Collected data entries:
+-------+

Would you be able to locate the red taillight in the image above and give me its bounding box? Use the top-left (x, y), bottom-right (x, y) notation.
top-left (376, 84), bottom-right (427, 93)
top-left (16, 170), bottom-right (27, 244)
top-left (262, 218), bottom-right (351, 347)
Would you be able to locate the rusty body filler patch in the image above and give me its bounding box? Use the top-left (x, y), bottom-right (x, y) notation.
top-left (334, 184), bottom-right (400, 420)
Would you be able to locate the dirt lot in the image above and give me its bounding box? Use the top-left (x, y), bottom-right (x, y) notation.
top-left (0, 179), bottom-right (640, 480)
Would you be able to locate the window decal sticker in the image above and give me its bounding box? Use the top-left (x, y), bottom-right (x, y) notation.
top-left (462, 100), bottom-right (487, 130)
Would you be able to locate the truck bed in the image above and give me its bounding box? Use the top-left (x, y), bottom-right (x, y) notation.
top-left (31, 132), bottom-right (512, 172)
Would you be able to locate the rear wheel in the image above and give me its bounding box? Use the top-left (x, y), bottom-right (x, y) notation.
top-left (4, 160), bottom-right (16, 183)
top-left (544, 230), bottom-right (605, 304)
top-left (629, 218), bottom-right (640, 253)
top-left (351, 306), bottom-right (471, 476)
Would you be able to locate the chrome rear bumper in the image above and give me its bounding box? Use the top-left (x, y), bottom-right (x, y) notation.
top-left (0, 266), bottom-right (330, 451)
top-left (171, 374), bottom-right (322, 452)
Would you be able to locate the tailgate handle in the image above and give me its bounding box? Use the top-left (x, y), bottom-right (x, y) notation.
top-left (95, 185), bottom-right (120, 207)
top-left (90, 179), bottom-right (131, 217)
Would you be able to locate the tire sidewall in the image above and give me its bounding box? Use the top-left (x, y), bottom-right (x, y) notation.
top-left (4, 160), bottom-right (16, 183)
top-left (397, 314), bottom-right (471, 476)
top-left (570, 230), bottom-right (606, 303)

+-------+

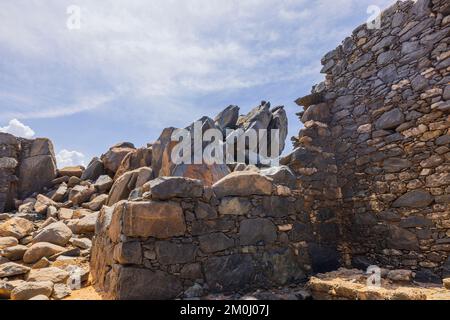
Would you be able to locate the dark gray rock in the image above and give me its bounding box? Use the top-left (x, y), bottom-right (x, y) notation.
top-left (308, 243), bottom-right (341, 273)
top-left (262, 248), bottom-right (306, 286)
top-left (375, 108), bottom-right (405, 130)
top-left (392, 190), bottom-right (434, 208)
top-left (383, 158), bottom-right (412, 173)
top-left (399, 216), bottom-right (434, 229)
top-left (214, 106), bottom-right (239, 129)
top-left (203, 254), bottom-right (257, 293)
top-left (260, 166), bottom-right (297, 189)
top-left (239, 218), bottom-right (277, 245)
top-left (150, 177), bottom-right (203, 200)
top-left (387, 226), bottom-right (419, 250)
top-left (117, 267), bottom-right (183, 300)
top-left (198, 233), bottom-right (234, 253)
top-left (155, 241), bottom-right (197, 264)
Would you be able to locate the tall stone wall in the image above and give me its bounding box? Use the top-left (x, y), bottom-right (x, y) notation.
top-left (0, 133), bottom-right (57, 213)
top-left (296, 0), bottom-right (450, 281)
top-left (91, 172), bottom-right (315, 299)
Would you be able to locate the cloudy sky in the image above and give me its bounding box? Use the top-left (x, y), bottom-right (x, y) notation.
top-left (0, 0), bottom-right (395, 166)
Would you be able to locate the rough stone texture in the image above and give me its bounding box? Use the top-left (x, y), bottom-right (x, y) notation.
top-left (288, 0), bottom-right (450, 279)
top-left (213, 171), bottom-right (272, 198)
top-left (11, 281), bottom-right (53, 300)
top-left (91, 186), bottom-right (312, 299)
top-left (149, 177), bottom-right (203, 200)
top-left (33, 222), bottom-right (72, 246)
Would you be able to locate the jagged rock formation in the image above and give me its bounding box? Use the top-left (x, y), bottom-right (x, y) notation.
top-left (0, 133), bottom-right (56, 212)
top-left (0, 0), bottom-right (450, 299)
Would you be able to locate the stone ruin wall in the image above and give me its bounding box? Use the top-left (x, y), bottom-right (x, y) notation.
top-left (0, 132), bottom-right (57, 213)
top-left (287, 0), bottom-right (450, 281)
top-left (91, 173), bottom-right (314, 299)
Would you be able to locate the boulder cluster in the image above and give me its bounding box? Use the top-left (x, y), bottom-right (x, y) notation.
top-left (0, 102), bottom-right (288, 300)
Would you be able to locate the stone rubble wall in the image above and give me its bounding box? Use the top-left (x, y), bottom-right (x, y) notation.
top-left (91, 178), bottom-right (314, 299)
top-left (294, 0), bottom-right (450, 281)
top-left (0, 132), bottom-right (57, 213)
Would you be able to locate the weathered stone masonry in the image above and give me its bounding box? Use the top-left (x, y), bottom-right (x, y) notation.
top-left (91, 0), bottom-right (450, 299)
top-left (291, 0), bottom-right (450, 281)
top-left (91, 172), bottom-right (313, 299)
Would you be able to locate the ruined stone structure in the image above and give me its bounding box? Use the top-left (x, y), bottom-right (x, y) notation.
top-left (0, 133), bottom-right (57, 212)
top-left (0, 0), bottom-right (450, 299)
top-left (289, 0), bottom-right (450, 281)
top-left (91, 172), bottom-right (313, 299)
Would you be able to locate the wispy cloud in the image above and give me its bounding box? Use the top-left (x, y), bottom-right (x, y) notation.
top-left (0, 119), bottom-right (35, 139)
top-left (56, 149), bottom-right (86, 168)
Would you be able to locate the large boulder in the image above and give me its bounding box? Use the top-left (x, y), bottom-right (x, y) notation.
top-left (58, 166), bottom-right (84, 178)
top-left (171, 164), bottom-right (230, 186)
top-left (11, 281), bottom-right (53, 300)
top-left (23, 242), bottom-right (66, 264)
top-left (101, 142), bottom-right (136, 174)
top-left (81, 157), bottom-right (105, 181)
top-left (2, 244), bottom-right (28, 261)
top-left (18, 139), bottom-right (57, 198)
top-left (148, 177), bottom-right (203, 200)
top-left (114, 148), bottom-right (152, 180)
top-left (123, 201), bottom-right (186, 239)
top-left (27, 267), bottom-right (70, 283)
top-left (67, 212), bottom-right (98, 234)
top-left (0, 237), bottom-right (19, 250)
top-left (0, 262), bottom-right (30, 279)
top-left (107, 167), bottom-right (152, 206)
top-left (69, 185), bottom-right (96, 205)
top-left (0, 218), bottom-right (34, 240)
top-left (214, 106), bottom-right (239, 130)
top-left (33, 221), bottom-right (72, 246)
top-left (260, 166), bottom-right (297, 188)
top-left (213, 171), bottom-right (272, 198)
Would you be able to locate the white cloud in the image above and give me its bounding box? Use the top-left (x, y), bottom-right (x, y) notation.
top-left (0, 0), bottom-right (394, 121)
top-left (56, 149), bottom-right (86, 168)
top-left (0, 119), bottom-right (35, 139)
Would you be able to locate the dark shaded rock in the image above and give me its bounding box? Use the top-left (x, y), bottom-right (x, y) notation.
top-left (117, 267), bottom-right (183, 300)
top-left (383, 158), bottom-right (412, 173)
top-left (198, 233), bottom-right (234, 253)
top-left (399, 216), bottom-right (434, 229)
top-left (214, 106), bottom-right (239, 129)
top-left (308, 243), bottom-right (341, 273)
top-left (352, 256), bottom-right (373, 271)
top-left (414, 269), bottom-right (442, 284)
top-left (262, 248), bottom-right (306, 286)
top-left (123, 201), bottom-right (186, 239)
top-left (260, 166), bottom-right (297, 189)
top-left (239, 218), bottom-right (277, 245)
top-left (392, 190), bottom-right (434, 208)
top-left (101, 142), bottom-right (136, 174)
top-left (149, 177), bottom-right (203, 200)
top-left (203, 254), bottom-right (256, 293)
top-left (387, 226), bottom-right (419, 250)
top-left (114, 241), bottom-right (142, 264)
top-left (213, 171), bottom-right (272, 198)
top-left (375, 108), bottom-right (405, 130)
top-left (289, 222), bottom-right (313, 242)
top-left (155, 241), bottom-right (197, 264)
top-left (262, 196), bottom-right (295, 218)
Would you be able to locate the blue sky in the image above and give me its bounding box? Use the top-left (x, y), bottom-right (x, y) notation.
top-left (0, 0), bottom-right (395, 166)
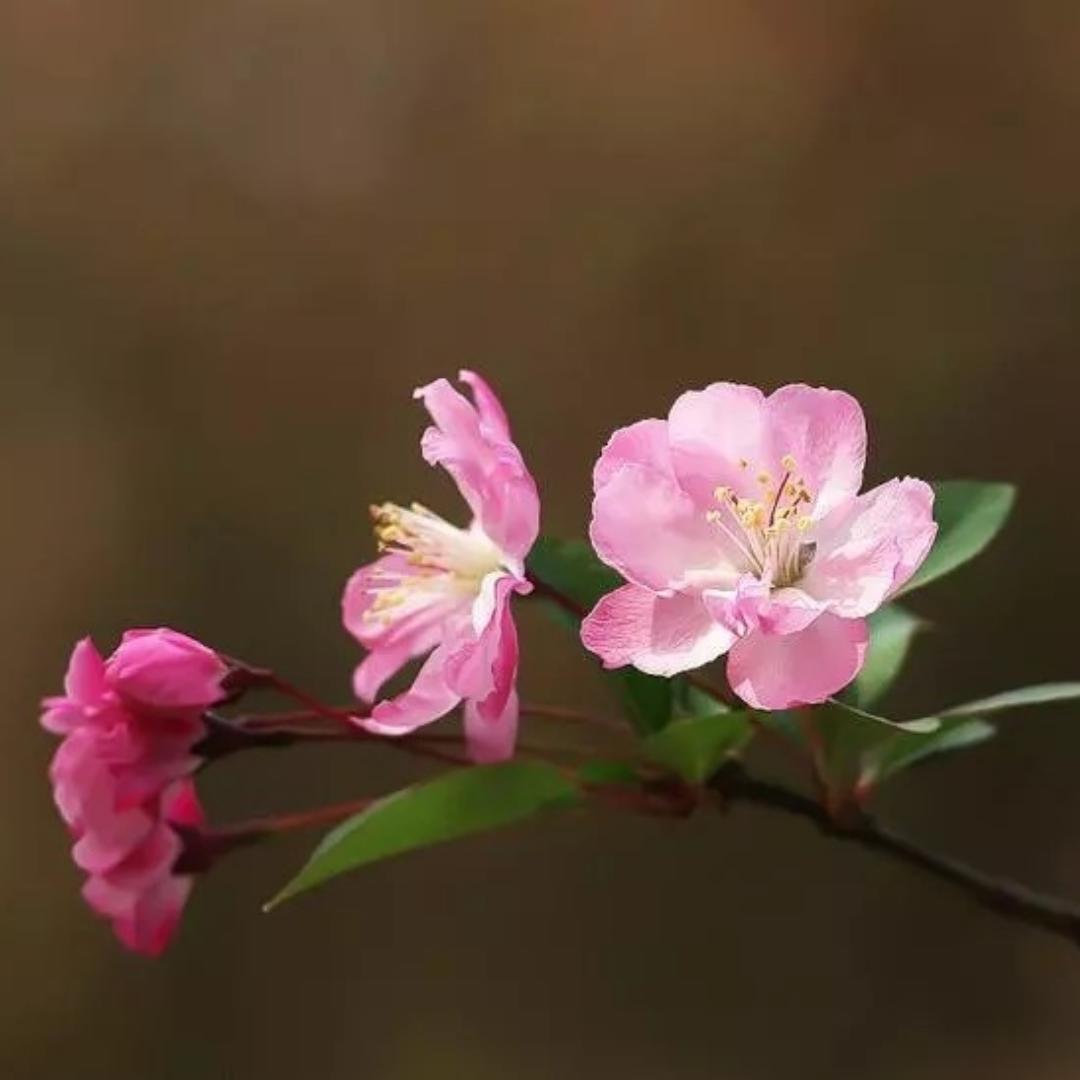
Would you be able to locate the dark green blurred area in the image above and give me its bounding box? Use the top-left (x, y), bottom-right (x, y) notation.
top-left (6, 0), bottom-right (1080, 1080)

+-------+

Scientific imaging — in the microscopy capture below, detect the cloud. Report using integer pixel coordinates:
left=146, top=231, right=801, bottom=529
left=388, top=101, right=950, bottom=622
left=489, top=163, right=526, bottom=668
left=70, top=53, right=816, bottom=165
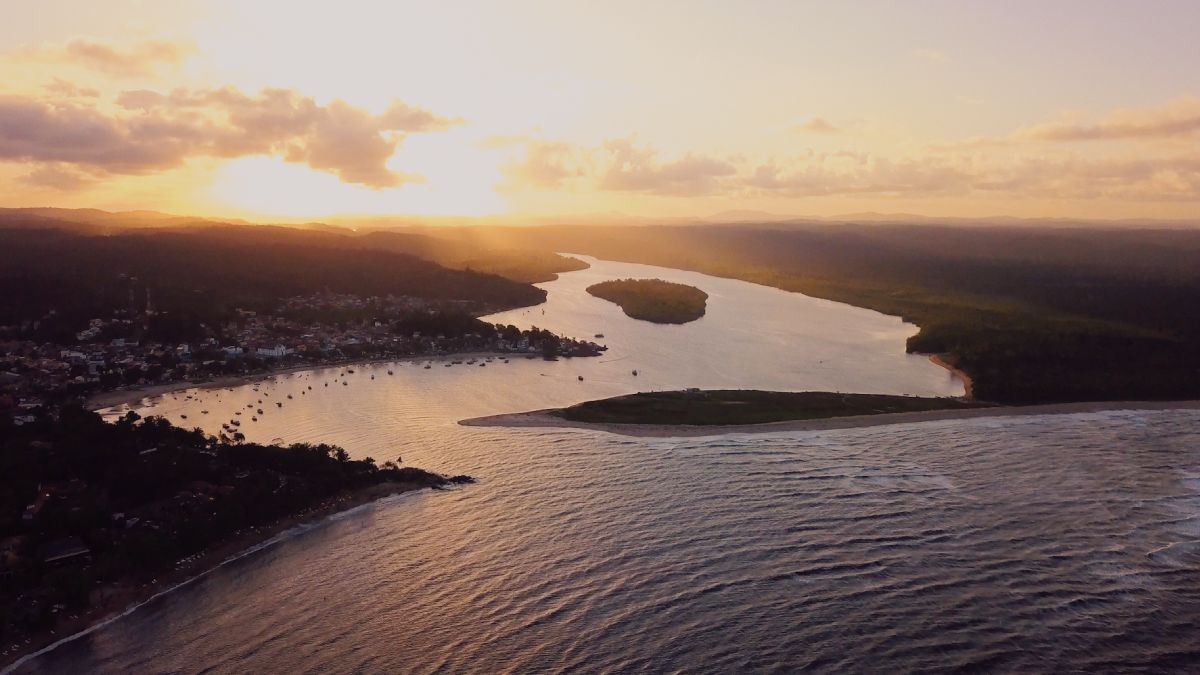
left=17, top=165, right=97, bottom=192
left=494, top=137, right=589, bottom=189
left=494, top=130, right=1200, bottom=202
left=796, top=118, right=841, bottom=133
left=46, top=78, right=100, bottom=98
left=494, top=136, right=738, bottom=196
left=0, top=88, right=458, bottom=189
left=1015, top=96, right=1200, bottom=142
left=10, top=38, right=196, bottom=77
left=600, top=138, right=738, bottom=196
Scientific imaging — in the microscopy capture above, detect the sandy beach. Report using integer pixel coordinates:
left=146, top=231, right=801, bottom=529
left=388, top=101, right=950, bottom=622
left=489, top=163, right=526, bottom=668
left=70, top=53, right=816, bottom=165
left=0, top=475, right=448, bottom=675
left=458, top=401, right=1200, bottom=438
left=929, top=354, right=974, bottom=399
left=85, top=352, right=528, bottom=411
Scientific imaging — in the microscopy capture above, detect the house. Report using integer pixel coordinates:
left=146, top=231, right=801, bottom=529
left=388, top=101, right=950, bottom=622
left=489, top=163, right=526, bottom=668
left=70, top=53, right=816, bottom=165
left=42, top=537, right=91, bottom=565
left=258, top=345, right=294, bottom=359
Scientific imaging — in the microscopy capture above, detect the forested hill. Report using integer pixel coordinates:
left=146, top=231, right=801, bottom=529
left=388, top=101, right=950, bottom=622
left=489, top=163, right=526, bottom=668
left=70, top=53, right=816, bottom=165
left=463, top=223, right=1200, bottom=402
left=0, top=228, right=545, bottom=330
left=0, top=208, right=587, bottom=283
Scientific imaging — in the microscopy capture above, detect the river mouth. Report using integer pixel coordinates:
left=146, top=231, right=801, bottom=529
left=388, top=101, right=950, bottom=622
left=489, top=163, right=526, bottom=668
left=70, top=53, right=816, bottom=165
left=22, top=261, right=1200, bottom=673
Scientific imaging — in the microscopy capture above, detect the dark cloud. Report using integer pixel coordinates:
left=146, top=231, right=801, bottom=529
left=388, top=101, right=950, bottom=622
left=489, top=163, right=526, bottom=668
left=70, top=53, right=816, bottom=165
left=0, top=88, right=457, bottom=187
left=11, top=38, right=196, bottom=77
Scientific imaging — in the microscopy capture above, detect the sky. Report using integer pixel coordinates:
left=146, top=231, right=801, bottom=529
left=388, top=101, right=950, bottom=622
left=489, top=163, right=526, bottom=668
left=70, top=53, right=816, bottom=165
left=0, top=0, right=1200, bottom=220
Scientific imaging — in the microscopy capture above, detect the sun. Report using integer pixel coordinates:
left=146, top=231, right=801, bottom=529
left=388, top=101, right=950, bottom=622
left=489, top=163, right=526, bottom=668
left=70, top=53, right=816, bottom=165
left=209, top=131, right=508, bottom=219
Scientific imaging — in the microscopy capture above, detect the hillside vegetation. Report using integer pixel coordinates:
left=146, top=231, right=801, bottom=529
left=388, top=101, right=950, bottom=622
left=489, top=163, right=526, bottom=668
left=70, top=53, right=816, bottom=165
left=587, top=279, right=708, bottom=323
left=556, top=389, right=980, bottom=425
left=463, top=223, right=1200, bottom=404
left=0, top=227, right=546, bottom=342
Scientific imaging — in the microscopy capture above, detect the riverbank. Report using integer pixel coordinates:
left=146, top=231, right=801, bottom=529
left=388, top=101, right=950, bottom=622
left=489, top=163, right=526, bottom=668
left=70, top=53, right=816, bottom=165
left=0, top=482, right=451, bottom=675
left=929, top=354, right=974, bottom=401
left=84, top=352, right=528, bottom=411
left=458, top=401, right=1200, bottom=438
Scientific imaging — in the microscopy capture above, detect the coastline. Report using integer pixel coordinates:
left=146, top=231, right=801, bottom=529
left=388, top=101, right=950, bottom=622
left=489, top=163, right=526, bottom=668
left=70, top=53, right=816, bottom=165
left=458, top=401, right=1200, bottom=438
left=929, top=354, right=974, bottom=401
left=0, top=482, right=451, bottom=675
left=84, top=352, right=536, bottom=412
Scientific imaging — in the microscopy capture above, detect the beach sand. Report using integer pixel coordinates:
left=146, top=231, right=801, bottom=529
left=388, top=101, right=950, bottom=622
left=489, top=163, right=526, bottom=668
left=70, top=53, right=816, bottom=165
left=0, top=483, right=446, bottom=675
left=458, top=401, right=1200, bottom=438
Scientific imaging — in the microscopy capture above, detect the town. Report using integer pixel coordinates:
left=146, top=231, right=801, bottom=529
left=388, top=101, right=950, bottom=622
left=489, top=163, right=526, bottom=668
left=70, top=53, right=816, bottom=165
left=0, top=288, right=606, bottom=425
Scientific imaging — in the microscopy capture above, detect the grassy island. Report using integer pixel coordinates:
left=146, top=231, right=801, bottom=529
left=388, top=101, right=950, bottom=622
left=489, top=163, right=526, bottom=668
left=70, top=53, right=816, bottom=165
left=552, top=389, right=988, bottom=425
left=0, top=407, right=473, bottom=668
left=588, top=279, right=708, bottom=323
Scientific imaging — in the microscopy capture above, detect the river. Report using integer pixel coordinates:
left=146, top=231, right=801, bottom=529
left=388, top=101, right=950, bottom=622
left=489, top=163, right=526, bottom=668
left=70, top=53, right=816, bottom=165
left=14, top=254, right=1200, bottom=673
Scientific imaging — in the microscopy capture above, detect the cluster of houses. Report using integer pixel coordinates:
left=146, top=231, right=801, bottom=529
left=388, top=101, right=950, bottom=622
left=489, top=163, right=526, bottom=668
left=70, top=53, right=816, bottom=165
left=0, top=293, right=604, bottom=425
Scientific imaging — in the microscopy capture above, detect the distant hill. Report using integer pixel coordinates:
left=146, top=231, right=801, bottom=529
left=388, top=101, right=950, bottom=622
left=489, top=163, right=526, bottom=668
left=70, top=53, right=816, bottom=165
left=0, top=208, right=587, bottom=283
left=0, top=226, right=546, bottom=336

+-------+

_THE PROBLEM:_
Give the stretch from the line that contains "the river mouth." through the line that contains "left=22, top=261, right=1200, bottom=673" again, replacing "microscopy capture" with "satellite image" and leaving everything else unchanged.

_COMPLETED TASK:_
Scientific imaging — in the satellite image above, detect the river mouth. Report using integer pixel coordinates:
left=146, top=231, right=801, bottom=529
left=388, top=101, right=950, bottom=622
left=489, top=163, right=526, bottom=668
left=70, top=53, right=816, bottom=165
left=22, top=261, right=1200, bottom=673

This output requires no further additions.